**OBJECTIVES**:
1. Revise the speaker-flattening thread from "Like others have" to "this equiripple nature.", putting "the Remez exchange algorithm" in place of "Parks-McClellan".
2. Name every filter design function that the speaker-flattening thread mentions.

I have a speaker for which I know the frequency response curve (-5dB at 600Hz, -3dB at 700Hz, ... +5dB at 10kHz). This response curve is not as flat as I would like, and so I want to write a script which takes an audio file as input, and then transforms it such that when this new audio is played out through the speaker, it sounds like what the original file would sound like if it were played through a speaker with an actually flat response curve. (Basically, I want to flatten the frequency response of this speaker in software.)

What would be the best way of going about this? My first instinct is to Fourier transform the audio signal, reweight each Fourier coefficient according to the inverse of the amplitude at the corresponding frequency in the frequency response curve, and then inverse Fourier transform the result. However I imagine that such a direct approach would result in problems such as ringing artifacts, and I know that there are ways of performing similar tasks through the use of specially designed filters.

  • $\begingroup$ What you need is a filter with a frequency response that is the inverse of the speaker: +5 dB at 600 Hz, +3 dB at 700 Hz, and so on. Once you have the filter, you simply convolve it with the audio. You need to take care of not saturating the audio and so on, but this should work (disclaimer: I'm no audio expert). $\endgroup$
    – MBaz
    Commented Sep 15, 2016 at 0:07
  • $\begingroup$ Well, I could naively create such a filter by manually constructing a signal in frequency-space having the desired response curve and then inverse-Fourier transforming it, but then I would again be concerned about this signal causing unexpected artifacts. Is there some other more canonical way of creating a filter having the right properties? $\endgroup$
    – jon_simon
    Commented Sep 15, 2016 at 0:18
  • $\begingroup$ Yes, the easiest way to proceed is to use a DSP program to calculate the filter. You can use for instance fir2 in Matlab or remez in Octave (which is free). $\endgroup$
    – MBaz
    Commented Sep 15, 2016 at 1:21
  • 1
    $\begingroup$ you might want to consider a cascade of biquad EQ filter sections. like a Graphic EQ. that's what they normally use to compensate for what a loudspeaker and/or room does to a signal chain. $\endgroup$ Commented Sep 15, 2016 at 3:30

2 Answers 2


Oops I misread your question and thought you have a microphone recording of the speaker output with given audio, and answered that. Well here is anyway, as some parts still apply:

Like others have suggested in comments, designing a filter is the way to go. I would recommend a windowed FIR filter design rather than Parks-McClellan. From MATLAB documentation:

firpm exhibits discontinuities at the head and tail of its impulse response due to this equiripple nature.

**RECORD SET**:

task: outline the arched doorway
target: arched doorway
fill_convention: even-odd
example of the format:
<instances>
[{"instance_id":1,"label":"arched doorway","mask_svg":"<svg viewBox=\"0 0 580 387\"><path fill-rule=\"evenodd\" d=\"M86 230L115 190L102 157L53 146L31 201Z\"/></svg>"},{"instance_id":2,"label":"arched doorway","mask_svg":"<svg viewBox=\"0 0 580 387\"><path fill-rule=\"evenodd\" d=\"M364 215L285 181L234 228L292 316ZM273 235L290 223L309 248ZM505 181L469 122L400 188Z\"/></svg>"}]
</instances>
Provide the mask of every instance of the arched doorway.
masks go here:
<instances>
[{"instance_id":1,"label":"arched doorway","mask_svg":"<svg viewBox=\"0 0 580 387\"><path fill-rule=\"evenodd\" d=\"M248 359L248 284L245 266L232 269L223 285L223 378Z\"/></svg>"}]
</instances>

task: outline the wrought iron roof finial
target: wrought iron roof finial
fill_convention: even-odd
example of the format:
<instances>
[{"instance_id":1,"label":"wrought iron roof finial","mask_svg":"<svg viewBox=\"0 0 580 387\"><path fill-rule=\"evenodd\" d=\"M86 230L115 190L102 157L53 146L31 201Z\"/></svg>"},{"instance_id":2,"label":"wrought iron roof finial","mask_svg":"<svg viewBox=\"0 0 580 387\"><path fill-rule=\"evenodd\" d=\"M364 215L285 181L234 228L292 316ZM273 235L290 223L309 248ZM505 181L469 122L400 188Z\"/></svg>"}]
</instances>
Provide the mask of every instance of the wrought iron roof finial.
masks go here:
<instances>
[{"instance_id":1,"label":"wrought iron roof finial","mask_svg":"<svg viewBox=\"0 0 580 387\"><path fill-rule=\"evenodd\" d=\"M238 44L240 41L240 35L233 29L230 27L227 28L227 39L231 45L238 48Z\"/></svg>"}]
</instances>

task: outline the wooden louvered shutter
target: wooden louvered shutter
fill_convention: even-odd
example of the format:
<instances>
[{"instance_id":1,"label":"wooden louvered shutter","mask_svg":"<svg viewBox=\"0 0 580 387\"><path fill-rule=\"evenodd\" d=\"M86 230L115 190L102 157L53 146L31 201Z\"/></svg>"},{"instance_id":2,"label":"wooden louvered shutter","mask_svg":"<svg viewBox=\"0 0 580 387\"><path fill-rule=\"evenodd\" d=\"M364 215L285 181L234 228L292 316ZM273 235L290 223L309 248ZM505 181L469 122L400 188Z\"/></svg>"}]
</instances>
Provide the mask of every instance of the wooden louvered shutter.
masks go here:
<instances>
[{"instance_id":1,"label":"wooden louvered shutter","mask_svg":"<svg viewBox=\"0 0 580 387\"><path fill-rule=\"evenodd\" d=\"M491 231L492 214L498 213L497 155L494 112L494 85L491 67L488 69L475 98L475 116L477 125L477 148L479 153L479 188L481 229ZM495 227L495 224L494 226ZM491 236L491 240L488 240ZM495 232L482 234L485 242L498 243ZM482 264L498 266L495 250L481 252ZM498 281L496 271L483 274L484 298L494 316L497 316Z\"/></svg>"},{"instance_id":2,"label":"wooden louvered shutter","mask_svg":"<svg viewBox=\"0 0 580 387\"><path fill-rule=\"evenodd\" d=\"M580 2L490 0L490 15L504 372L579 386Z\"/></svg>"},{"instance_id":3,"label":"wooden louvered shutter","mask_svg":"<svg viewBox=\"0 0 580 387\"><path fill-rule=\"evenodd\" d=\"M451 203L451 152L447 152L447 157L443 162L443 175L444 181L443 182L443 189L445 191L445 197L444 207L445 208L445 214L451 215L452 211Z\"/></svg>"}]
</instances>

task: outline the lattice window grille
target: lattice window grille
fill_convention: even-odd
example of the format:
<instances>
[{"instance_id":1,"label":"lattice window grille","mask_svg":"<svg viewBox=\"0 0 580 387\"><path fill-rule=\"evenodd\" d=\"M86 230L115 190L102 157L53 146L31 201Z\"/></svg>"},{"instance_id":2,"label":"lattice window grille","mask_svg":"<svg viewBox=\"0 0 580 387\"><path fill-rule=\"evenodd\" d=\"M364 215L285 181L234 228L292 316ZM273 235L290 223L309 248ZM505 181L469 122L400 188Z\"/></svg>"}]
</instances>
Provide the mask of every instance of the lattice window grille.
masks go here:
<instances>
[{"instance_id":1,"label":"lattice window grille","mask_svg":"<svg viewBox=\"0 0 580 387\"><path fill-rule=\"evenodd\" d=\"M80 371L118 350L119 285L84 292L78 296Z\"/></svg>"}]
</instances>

**COMPLETED EXERCISE**:
1.
Like others have suggested in comments, designing a filter is the way to go. I would recommend a windowed FIR filter design rather than the Remez exchange algorithm. From MATLAB documentation:

firpm exhibits discontinuities at the head and tail of its impulse response due to this equiripple nature.

2. fir2, remez, firpm